_YOUR OBJECTIVE_
Convert the material, from its first line up to and including the line containing "M373 249L372 1L0", into a JSON list of strings with one string per line, skipping blank lines. Leave any picture out of the answer.

_PROVIDED DATA_
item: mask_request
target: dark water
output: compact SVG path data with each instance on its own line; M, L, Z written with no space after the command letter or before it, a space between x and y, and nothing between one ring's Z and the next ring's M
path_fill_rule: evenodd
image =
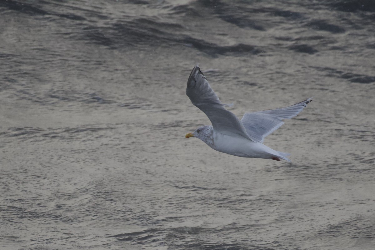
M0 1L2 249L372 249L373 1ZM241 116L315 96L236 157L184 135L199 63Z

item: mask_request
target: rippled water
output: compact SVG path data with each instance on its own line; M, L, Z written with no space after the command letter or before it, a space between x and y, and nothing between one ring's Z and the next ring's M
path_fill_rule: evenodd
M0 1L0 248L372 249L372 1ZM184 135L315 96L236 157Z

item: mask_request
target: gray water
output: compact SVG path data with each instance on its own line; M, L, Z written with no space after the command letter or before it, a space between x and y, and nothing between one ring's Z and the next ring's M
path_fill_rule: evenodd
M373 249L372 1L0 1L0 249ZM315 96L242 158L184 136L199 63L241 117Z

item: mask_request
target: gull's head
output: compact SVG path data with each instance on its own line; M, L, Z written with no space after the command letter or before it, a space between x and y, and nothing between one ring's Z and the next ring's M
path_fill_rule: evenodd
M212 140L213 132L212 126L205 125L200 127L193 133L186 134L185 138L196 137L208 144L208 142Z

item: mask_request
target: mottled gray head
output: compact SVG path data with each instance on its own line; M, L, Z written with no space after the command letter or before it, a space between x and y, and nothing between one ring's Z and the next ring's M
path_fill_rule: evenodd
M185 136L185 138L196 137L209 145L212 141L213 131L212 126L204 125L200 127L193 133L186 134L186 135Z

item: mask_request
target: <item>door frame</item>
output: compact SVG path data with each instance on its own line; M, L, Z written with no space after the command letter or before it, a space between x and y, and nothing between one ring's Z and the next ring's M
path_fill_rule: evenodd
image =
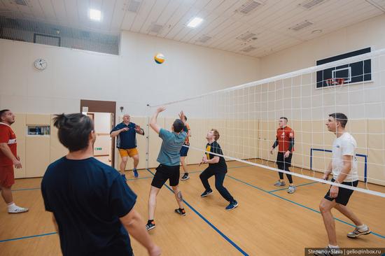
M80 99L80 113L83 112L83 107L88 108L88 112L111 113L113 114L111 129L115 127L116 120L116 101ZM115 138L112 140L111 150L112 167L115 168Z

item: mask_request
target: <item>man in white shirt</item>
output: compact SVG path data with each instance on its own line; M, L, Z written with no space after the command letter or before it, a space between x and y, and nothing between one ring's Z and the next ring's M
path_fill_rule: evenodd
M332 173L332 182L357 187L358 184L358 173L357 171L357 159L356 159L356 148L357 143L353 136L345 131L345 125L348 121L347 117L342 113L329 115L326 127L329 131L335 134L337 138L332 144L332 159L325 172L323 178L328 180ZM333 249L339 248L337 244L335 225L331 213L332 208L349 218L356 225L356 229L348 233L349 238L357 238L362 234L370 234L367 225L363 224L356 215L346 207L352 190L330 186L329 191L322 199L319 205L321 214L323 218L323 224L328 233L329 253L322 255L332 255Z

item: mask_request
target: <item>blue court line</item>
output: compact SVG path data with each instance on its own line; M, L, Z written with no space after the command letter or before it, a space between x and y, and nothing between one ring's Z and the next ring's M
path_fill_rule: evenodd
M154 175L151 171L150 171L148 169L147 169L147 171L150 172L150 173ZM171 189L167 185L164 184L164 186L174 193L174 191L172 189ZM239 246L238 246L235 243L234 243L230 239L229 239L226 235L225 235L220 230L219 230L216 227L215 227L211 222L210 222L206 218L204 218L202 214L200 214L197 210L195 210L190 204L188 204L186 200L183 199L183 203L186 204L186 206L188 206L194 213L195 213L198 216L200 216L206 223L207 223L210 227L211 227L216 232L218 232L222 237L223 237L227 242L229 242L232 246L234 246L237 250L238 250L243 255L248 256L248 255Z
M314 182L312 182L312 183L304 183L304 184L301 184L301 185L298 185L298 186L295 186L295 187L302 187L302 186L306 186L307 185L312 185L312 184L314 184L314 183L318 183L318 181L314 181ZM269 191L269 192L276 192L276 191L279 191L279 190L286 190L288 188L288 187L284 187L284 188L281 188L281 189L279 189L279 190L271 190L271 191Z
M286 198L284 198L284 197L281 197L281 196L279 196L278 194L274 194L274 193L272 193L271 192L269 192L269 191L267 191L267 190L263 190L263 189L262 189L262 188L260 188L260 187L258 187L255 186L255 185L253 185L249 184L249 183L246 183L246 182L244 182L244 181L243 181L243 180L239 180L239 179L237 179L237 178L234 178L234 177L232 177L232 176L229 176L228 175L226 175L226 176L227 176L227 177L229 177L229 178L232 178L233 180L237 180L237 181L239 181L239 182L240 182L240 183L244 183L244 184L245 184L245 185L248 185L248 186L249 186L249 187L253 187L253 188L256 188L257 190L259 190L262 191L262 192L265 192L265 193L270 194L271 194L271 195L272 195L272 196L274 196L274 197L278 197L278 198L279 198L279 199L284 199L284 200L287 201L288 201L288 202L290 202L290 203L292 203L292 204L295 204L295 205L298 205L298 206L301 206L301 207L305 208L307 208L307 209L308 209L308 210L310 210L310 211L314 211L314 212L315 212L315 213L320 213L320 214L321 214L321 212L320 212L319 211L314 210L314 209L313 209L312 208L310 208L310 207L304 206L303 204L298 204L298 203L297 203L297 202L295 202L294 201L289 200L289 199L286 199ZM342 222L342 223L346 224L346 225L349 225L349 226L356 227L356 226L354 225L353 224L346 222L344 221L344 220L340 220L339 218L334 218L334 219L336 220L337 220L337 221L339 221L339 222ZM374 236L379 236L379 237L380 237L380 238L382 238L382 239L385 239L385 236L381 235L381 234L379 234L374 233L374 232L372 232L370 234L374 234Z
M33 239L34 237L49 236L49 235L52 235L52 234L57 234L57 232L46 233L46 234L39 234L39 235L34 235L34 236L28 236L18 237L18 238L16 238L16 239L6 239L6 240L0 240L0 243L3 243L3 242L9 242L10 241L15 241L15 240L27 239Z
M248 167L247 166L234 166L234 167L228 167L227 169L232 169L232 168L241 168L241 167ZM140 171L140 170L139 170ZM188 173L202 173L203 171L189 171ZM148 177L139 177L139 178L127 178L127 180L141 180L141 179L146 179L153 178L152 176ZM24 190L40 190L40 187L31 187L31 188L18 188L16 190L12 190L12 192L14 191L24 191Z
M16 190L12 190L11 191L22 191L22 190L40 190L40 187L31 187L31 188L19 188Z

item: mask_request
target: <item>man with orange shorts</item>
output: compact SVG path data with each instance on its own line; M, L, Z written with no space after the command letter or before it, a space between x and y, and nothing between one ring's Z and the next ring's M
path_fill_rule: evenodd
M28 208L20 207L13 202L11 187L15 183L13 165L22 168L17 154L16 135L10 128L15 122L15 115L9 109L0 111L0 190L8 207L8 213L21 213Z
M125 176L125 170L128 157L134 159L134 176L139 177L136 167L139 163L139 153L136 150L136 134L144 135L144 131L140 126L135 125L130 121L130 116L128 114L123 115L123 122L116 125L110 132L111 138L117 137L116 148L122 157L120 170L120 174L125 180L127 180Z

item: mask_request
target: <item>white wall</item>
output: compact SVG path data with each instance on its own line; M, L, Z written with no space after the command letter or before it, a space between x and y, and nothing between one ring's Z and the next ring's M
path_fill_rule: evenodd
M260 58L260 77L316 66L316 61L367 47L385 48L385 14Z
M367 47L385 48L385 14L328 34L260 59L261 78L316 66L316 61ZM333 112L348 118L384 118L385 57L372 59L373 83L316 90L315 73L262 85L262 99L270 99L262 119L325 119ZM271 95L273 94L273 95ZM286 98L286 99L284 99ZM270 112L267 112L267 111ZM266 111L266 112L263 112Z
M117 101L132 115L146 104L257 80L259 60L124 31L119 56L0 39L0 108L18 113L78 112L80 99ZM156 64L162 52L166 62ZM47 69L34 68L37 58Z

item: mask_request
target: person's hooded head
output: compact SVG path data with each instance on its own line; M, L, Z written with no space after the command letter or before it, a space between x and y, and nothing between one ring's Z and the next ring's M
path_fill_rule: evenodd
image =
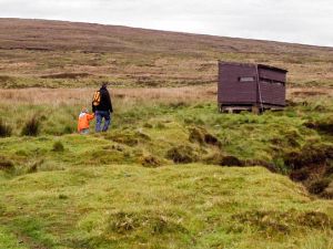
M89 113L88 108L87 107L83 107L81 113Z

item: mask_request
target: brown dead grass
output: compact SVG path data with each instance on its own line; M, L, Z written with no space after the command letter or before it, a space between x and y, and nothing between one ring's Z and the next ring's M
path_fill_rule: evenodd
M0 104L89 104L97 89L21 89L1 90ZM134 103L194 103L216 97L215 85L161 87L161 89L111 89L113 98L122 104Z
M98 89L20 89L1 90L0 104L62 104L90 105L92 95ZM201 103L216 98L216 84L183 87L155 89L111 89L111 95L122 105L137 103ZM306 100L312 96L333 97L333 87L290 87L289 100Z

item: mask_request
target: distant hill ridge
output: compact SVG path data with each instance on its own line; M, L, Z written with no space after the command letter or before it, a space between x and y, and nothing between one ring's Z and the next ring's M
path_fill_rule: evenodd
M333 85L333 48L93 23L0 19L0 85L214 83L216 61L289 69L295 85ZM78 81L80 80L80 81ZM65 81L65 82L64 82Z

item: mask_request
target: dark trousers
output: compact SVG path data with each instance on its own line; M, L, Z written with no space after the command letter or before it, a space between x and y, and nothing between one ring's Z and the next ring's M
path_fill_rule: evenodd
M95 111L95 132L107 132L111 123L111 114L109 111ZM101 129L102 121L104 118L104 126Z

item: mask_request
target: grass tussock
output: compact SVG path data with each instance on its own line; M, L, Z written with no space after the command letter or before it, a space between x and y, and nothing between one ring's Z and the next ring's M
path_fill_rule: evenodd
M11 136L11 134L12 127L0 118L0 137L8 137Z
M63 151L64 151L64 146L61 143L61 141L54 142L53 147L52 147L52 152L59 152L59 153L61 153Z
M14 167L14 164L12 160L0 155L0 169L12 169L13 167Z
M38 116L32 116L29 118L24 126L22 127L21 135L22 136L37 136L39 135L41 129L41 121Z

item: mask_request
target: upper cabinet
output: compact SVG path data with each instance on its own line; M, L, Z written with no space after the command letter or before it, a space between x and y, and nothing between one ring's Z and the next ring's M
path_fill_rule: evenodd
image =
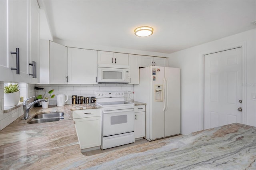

_TASK RESPONSE_
[
  "item: mask_request",
  "target: dark water",
  "output: compact SVG path data with each instance on its own line; M, L, Z written with no space after the command letter or before it, a space between x and y, and nothing between one ring's Z and the next ring's M",
  "path_fill_rule: evenodd",
  "image =",
  "M0 1L2 249L372 249L373 1ZM241 116L315 96L236 157L184 135L199 63Z",
  "item: mask_request",
  "target: rippled water",
  "output: compact SVG path data with each instance on its own line; M, L, Z written with no space after the command letter or before it, a space between x and y, and nothing between one ring's Z and the next ring's M",
  "path_fill_rule: evenodd",
  "M0 1L0 248L372 249L372 1ZM184 135L315 96L236 157Z",
  "item: mask_request",
  "target: gray water",
  "output: compact SVG path data with each instance on its own line; M, L, Z written with no space after the command letter or before it, a space between x and y, and nothing between one ring's Z and the next ring's M",
  "path_fill_rule: evenodd",
  "M373 249L372 1L0 1L0 249ZM315 96L242 158L184 136L199 63L241 117Z"
]